> **EXERCISE 1**
Change "lockdown" to "shutdown" throughout the stretch of the court report from "Issawi had previously" through "to earn money.", and write out that stretch.
> **EXERCISE 2**
According to the court report, how did Mr Hodgkinson explain Issawi's involvement in the drug operation? Answer in one to three sentences.
> **EXERCISE 3**
Pick up the court report on Issawi's sentencing after its last sentence and continue it.

Issawi had previously been jailed for over six years in 2014 for conspiring to supply Class A drugs. He was involved in the gymnasium at Kirkham prison in Lancashire and after being released started working as a gym instructor, the court heard.

Mr Hodgkinson said Issawi got a job as a gymnasium manager and was enrolling in a sports science degree. “This defendant tried to get away with it,” he said. “Things were going well and the lockdown took place.

“It coincides around three weeks after the lockdown when the gyms were closed and he actually lost his job. He then found himself stranded, with no money, no job, no ability to earn money.

“He was foolishly persuaded by others to get involved in this operation. He was used in this scenario.” Issawi, of Poplar Avenue, Warton, Preston, was jailed for 13 years after pleading guilty to conspiracy to supply Class A drugs.

“It is rare, extremely rare, for a defendant involved at such a high level to indicate a guilty plea for such an offence,” Judge Anthony Cross QC told Issawi.

> **Natural-language object grounding data**
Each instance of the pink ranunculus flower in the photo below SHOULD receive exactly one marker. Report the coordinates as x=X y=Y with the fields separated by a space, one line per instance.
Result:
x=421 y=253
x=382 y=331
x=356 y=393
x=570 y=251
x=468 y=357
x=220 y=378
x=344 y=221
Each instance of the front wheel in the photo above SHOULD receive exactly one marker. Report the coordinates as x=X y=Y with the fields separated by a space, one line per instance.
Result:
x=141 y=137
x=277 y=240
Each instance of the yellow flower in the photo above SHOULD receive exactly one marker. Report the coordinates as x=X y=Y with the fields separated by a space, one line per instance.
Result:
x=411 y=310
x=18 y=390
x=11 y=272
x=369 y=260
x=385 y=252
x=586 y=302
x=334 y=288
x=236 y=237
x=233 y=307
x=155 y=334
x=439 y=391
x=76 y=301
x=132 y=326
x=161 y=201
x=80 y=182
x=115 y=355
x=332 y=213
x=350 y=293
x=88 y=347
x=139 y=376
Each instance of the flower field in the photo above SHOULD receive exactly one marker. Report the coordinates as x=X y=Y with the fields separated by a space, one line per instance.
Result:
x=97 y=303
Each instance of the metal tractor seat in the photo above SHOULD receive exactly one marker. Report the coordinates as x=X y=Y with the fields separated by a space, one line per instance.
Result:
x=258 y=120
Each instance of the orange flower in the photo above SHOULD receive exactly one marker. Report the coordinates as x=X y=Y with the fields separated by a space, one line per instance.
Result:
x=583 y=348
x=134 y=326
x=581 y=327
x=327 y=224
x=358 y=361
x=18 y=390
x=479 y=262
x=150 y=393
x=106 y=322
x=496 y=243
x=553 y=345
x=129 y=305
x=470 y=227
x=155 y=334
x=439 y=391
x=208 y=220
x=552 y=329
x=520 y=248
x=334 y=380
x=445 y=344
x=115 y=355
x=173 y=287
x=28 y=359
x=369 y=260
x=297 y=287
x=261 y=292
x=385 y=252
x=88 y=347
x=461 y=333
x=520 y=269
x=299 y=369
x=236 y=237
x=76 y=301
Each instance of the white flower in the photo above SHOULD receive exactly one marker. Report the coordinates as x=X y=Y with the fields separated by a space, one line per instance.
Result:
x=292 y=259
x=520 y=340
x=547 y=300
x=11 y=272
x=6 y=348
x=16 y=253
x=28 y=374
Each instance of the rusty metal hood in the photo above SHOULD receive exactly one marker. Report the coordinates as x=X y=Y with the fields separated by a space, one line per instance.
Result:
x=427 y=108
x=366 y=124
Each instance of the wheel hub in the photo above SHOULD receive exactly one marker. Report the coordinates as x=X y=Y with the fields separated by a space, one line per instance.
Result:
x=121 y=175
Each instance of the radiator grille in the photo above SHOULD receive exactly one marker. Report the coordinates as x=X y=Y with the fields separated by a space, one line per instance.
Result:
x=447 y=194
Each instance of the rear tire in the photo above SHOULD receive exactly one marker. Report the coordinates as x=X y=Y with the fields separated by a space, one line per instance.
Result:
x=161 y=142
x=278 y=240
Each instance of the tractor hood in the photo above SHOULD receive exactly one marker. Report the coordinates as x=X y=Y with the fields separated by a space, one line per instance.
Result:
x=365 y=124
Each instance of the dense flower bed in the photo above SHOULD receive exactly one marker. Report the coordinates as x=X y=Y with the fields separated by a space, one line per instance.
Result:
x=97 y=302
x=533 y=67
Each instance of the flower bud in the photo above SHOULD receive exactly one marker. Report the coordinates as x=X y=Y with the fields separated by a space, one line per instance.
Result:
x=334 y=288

> **WRITTEN ANSWER 1**
Issawi had previously been jailed for over six years in 2014 for conspiring to supply Class A drugs. He was involved in the gymnasium at Kirkham prison in Lancashire and after being released started working as a gym instructor, the court heard.

Mr Hodgkinson said Issawi got a job as a gymnasium manager and was enrolling in a sports science degree. “This defendant tried to get away with it,” he said. “Things were going well and the shutdown took place.

“It coincides around three weeks after the shutdown when the gyms were closed and he actually lost his job. He then found himself stranded, with no money, no job, no ability to earn money.

> **WRITTEN ANSWER 2**
He said that about three weeks after the lockdown began, when the gyms closed, Issawi lost his job. This left him stranded with no money, no job and no ability to earn money. In that situation, others foolishly persuaded him to get involved in the operation, and he was used in it.

> **WRITTEN ANSWER 3**
“You were part of this operation as the leader of the organized crime group. It is clear that you had a high level of knowledge and a complete understanding of the organizational side.

“You were able to take orders and make decisions without needing approval and the evidence suggests you had an absolute understanding of the dynamics of the drug arena you were working in. You have an unfortunate record, including a conspiracy to provide in which you were imprisoned for 81 months.

“You tried to give it a shot but failed and fell back into your old ways. You need to be punished for this. The amount involved was over 60 kilos. It was a brave plea and it demonstrates your remorse and your desire… to put behind you this life of crime.”